• _Aim of the exercise_
Locate every line in the records below that contains the word "person" and copy each of those lines, treating case as significant.

• _Records for the exercise_
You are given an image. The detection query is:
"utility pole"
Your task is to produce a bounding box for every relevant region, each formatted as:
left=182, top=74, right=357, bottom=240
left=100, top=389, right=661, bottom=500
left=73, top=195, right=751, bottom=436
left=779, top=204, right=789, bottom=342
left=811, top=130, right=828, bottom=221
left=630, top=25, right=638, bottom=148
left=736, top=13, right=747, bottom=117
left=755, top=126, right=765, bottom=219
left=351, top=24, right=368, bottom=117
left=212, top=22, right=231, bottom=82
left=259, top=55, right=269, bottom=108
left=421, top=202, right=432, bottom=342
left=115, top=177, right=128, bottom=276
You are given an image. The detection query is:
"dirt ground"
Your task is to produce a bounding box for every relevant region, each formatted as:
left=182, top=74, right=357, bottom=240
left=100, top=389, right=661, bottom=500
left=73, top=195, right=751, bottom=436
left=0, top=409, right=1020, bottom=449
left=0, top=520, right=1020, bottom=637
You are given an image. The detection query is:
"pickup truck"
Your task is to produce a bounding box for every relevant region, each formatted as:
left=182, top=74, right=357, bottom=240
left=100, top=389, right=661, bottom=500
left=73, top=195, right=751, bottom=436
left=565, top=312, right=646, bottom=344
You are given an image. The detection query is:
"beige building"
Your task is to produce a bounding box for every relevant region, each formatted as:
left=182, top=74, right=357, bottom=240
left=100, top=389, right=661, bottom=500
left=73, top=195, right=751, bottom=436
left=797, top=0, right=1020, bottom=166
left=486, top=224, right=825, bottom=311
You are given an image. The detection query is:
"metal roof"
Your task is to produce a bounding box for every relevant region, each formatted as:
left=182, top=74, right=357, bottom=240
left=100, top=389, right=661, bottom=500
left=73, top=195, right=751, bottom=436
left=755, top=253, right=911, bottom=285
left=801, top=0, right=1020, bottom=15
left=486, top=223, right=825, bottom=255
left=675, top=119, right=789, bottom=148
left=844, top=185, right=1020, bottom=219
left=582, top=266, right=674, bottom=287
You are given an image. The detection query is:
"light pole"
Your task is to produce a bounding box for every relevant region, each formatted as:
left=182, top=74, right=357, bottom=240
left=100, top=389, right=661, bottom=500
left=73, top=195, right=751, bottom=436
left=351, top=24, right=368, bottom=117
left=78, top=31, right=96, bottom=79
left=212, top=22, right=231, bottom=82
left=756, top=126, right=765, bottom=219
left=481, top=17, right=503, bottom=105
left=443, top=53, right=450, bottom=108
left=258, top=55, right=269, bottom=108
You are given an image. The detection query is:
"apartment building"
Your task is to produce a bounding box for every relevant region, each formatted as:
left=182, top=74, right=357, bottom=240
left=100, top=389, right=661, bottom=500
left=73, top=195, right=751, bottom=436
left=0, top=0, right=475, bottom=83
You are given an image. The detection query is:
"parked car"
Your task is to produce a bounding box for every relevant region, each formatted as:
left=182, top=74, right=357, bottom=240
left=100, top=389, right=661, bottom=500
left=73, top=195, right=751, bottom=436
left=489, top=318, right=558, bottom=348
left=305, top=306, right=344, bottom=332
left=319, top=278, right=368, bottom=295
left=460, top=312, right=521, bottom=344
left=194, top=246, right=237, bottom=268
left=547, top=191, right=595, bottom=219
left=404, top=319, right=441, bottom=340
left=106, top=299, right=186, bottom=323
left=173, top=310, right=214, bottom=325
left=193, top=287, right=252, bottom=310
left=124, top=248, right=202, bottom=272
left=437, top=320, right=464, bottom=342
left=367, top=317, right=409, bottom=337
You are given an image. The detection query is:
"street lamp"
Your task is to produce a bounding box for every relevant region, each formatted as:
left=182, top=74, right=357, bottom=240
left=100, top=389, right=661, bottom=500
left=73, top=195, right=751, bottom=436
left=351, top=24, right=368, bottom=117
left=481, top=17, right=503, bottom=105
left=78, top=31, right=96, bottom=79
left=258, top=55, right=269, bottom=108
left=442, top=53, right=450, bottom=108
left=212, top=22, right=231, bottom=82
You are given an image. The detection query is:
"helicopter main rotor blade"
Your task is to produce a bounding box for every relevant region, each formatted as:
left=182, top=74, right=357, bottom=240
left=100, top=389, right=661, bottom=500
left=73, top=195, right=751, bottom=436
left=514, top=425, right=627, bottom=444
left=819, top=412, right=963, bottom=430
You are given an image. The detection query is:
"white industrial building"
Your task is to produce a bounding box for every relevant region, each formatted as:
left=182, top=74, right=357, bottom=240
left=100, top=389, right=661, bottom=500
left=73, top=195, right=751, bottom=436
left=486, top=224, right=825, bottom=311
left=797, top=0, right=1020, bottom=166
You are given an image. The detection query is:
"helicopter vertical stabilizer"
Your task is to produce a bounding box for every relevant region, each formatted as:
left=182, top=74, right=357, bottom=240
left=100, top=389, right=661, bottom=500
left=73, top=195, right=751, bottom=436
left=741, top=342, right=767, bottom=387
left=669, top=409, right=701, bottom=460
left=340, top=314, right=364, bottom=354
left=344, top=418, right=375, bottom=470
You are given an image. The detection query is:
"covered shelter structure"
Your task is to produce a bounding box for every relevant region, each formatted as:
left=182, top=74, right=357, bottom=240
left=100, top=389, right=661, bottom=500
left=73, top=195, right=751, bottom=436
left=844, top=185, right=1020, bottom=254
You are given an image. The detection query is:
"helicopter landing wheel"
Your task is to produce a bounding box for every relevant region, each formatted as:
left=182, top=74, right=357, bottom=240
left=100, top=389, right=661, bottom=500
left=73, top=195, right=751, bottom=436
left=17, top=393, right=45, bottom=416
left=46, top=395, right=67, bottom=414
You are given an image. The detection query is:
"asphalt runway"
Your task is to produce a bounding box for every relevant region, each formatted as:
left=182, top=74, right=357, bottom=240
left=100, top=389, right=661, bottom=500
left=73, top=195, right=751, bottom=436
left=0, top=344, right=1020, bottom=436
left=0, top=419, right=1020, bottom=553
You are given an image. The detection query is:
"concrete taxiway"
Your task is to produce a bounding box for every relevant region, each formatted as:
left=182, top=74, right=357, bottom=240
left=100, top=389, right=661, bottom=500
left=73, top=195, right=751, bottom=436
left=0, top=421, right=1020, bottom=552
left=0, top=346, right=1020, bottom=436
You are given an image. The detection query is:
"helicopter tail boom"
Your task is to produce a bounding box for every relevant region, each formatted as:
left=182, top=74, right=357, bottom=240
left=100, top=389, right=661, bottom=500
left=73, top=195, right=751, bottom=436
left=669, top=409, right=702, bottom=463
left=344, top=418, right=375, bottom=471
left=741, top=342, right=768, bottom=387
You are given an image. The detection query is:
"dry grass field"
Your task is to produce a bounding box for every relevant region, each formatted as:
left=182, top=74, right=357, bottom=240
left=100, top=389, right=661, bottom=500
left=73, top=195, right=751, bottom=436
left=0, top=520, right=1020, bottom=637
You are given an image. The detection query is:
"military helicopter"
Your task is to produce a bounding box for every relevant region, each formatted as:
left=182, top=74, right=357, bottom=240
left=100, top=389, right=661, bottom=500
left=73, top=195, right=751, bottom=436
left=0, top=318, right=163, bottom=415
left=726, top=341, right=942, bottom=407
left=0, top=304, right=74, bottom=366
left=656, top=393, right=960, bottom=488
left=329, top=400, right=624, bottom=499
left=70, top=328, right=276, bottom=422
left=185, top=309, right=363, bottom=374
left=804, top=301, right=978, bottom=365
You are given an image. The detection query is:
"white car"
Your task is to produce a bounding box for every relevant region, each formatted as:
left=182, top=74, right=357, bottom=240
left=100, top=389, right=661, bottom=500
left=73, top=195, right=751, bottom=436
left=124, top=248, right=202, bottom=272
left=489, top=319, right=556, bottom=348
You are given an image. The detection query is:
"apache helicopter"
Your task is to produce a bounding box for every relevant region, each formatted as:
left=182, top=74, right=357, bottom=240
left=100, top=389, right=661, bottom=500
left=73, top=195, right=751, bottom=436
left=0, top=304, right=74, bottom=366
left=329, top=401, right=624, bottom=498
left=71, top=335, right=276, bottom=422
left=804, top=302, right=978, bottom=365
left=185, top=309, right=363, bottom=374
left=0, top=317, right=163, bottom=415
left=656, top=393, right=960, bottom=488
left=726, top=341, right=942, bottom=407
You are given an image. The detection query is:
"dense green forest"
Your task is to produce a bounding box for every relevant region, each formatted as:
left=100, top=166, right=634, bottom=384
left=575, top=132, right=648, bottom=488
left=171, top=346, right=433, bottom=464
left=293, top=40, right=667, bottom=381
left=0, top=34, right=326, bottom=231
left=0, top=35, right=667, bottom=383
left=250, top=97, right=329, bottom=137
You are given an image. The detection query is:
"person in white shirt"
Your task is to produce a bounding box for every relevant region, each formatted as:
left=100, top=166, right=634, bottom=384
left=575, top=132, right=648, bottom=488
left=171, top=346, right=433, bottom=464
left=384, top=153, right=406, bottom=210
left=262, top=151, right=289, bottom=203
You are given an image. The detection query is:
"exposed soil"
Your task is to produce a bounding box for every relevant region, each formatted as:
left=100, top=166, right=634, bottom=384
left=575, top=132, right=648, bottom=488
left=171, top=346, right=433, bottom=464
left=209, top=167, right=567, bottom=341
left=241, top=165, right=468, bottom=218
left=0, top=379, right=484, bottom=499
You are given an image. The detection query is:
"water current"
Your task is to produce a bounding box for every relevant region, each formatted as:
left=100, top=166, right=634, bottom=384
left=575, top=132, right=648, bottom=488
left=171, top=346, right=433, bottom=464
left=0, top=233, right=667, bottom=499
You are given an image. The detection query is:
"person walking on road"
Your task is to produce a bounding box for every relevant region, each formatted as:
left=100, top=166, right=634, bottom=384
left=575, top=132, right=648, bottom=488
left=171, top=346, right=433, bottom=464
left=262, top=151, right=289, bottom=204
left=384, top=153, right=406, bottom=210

• _Right answer_
"person in white shirt"
"person walking on road"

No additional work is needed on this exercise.